PROBLEM DESCRIPTION:
Print the complete set of entries exactly.

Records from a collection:
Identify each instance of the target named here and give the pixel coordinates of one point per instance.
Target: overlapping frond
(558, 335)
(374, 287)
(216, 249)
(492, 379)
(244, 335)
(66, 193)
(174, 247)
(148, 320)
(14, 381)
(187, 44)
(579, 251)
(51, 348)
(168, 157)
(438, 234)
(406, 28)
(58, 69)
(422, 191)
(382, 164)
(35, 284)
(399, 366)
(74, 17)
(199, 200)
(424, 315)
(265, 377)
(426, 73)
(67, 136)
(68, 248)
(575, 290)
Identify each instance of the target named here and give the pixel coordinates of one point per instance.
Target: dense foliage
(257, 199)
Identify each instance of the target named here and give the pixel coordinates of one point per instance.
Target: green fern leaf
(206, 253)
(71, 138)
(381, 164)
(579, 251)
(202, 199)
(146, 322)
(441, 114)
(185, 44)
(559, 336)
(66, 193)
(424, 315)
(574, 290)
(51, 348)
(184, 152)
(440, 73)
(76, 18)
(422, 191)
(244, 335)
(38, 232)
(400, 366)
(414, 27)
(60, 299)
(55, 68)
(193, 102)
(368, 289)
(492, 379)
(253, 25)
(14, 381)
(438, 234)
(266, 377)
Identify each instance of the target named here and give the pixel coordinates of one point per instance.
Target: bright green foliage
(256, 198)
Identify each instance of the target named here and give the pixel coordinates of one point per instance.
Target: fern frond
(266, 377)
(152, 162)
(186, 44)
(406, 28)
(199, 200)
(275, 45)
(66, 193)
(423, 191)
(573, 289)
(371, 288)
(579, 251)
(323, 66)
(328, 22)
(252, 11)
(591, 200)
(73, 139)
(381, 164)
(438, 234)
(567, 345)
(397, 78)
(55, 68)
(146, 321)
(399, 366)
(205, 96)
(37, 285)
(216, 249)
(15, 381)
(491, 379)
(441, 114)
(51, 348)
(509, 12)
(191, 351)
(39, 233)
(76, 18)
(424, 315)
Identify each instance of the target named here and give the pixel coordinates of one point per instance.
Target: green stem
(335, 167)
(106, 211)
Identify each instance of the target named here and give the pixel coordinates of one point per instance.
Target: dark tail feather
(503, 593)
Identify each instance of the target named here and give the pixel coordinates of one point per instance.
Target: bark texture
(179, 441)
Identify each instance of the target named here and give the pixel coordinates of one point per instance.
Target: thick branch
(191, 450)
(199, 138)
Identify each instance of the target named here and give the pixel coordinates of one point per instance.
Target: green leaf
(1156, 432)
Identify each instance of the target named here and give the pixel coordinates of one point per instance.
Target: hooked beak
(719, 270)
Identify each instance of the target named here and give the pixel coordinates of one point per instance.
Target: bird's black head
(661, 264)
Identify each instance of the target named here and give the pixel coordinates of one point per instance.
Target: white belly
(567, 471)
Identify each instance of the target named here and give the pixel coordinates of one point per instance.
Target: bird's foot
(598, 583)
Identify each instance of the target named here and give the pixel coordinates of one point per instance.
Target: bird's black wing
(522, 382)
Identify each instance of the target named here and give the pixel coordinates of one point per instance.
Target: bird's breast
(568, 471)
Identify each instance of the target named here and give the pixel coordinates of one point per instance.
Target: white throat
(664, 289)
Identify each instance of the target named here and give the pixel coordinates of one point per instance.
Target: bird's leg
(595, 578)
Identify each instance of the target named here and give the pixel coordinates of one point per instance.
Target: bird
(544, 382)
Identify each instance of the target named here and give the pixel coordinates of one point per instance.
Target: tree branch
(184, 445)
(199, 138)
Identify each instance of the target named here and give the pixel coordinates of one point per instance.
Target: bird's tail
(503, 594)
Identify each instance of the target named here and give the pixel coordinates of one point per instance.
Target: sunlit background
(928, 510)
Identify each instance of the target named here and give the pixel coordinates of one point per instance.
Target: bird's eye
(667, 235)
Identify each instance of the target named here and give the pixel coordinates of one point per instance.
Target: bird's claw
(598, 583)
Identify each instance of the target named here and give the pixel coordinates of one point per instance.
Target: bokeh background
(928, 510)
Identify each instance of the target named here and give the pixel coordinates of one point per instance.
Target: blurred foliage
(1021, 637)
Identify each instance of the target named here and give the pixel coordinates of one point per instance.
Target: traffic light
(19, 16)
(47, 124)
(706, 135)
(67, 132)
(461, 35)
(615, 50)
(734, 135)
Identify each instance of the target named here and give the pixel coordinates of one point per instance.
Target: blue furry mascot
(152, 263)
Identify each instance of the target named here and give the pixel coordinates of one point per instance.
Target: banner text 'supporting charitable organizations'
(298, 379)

TASK RESULT:
Identify each instance of the target named here and give the pixel coordinates of one point per instance.
Target: overlapping frond
(558, 335)
(374, 287)
(216, 249)
(492, 379)
(244, 335)
(66, 193)
(174, 247)
(148, 320)
(14, 381)
(187, 44)
(579, 251)
(51, 348)
(168, 157)
(438, 234)
(406, 28)
(58, 69)
(422, 191)
(382, 164)
(35, 284)
(399, 366)
(74, 17)
(199, 200)
(424, 315)
(265, 377)
(426, 73)
(67, 136)
(68, 248)
(575, 290)
Identify each instance of the target named here and give the pixel coordinates of one point per instance.
Target: dense foliage
(257, 199)
Identify each instance of the target named here and give the pixel coordinates of one point per instance.
Target: green fern leaf
(206, 253)
(71, 138)
(381, 164)
(579, 251)
(202, 199)
(146, 322)
(441, 114)
(185, 44)
(559, 336)
(66, 193)
(424, 315)
(574, 290)
(51, 348)
(184, 152)
(440, 73)
(76, 18)
(422, 191)
(244, 335)
(38, 232)
(400, 366)
(414, 27)
(60, 299)
(55, 68)
(193, 102)
(368, 289)
(492, 379)
(253, 25)
(14, 381)
(438, 234)
(266, 377)
Identify each instance of the target named here and give the pixel coordinates of one point per instance.
Target: bright green foliage
(256, 198)
Identify each instance of the target named here and give the pixel coordinates of one point per instance.
Target: fern frond
(266, 377)
(152, 162)
(186, 44)
(406, 28)
(199, 200)
(275, 45)
(66, 193)
(423, 191)
(573, 289)
(371, 288)
(579, 251)
(323, 66)
(328, 22)
(252, 11)
(591, 200)
(73, 139)
(381, 164)
(438, 234)
(567, 345)
(397, 78)
(55, 68)
(146, 321)
(399, 366)
(205, 96)
(37, 285)
(216, 249)
(15, 381)
(491, 379)
(441, 114)
(51, 348)
(509, 12)
(191, 351)
(39, 233)
(76, 18)
(424, 315)
Identify each instance of the target named here and give the pixel coordinates of one point per instance.
Target: green stem
(335, 167)
(106, 211)
Identify each instance of the target named here and give the pixel coordinates of one point per instance.
Target: dark tail feather
(503, 593)
Identify each instance of the target named here and give the pixel coordinates of one point per instance.
Target: bark texture
(179, 441)
Identify each instance of the target named here and give the pixel coordinates of one point per instance.
Target: thick branch
(191, 450)
(199, 138)
Identify each instance of the target named here and give the pixel coordinates of one point per instance.
Target: green leaf
(1156, 432)
Identify each instance of the target named here and give the pixel coordinates of one point per instance.
Target: hooked beak
(719, 270)
Identify each instance of the target named here and give the pixel coordinates of one point per instance.
Target: bird's black head
(661, 264)
Identify each instance of the target named here and give the pixel coordinates of one point per instance.
Target: white belly
(567, 471)
Identify each instance of the target named here and give the pixel coordinates of one point per instance.
Target: bird's foot
(598, 583)
Identify each instance of the target named here and give the pixel coordinates of one point per instance.
Target: bird's black wing
(522, 382)
Identify each instance of the target named here and give the pixel coordinates of one point per instance.
Target: bird's breast
(568, 471)
Identify each instance of the target named here and give the pixel coordinates of one point per instance.
Target: white throat
(664, 289)
Identify each instance of the target named here and give the pixel coordinates of one point per instance.
Target: bird's leg
(595, 578)
Identify each instance of the target named here and give the pixel coordinates of one point per instance.
Target: bird
(544, 382)
Identify each instance of the target named here and give the pixel coordinates of one point per instance.
Target: tree branch
(184, 445)
(199, 138)
Identify each instance of the target named here and give the pixel coordinates of one point per instance.
Target: bird's tail
(503, 594)
Identify each instance of the target named here and give the pixel coordinates of one point per instance.
Target: sunlit background
(928, 510)
Identify each instance of the target named here and give the pixel coordinates of one point per instance.
Target: bird's eye
(667, 235)
Identify each instance of the target named here and give the pixel coordinates of one point per instance.
Target: bird's claw
(598, 583)
Identify each instance of the target named here and give the pixel coordinates of one point per instance.
Target: bokeh background
(928, 510)
Identify each instance of the target named here and give the pixel coordinates of one point per instance.
Target: blurred foliage
(1021, 637)
Identify each instance of the target named here and give the pixel coordinates of one point per instance.
Target: traffic light
(19, 16)
(47, 124)
(706, 135)
(67, 132)
(461, 35)
(615, 50)
(734, 135)
Identify each instance of the target named here and give the pixel coordinates of one point per instance.
Target: blue furry mascot
(152, 263)
Identify each instance of the target named here and give the pixel coordinates of one point per instance.
Target: banner text 'supporting charitable organizations'
(298, 379)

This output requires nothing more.